== Work to do ==
According to the page on making forcing data from ERA5, which two source settings can be used to get the forcing data efficiently?

== Document text ==
______________________________

Make your own forcing data from ERA5
Introduction: There are lots of forcing data can be used to drive the model, such as ERA5, NCEP (https://psl.noaa.gov/data/gridded/data.ncep.reanalysis.html), etc. Here, we recommend ERA5 to make your own single point forcing as the NCEP and others are too big to download. The ERA5 data can be obtained in a small scale, which usually light weight to download and store.
New updates: The ERA5 source updated time-series data which is faster and more efficient and get forcing from the ERA5 (grided) source.
We update the workflow to use the new ERA5 source, you can use the source='gee' and source='era5-land-ts' for getting the forcing data efficiently.
Notes: There are some differences in the calculation of source era5-land-ts and cds. This means you can use this dataset for experimenting with CLMU, but for prediction purposes, you will need to validate the output. Ideally, you should use your own forcing inputs for the best results.

______________________________

== Given data ==
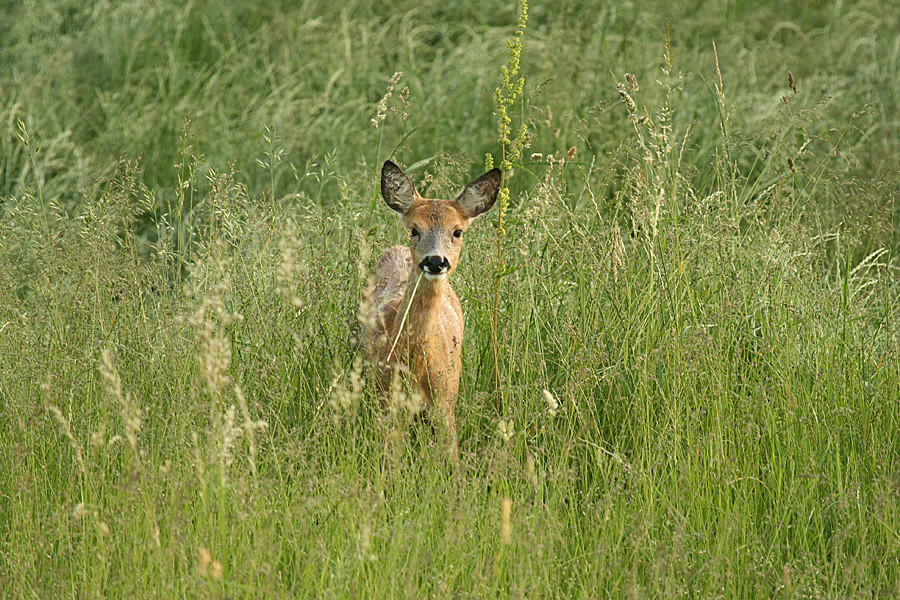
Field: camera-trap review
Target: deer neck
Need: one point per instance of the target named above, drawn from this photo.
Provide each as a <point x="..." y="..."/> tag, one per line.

______________________________

== Problem solution ==
source='gee' and source='era5-land-ts'